• _Box annotations for photos_:
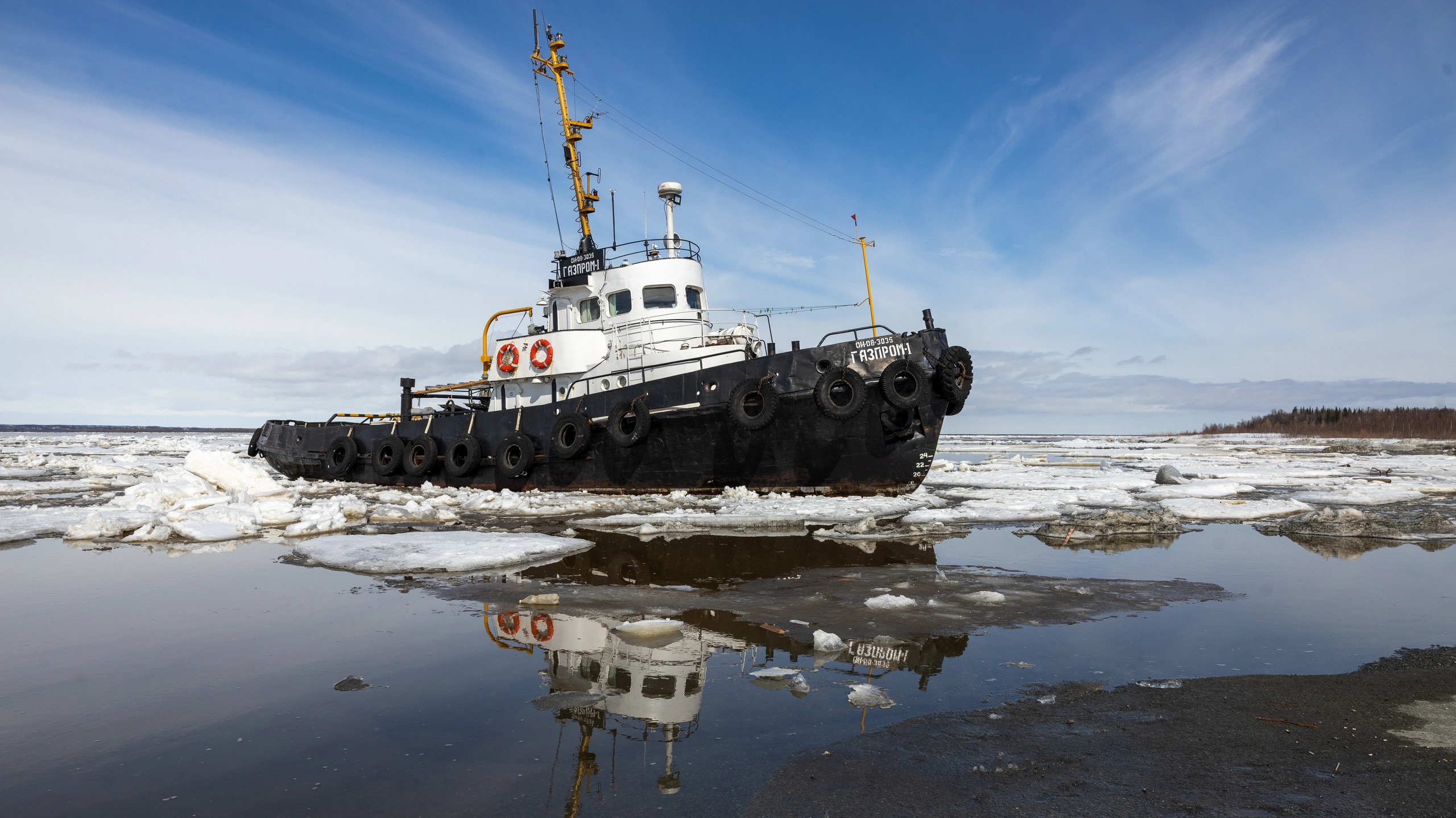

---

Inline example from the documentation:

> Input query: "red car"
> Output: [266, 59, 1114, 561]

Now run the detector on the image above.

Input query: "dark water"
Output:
[0, 525, 1456, 816]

• _Stated problem_: Can you convert the items above into a Markdown table with the columns No. and Line, giving each non-blank line its own numbered row? Leave the pictures out of your answer.

• _Response below_:
| No. | Line |
|---|---|
| 1 | --- |
| 2 | Inline example from the documentation: |
| 3 | > Input query: "red car" |
| 4 | > Output: [266, 59, 1114, 561] |
| 5 | Now run the detector on the image above. |
| 6 | Input query: "dark water" |
| 7 | Output: |
| 8 | [0, 525, 1456, 816] |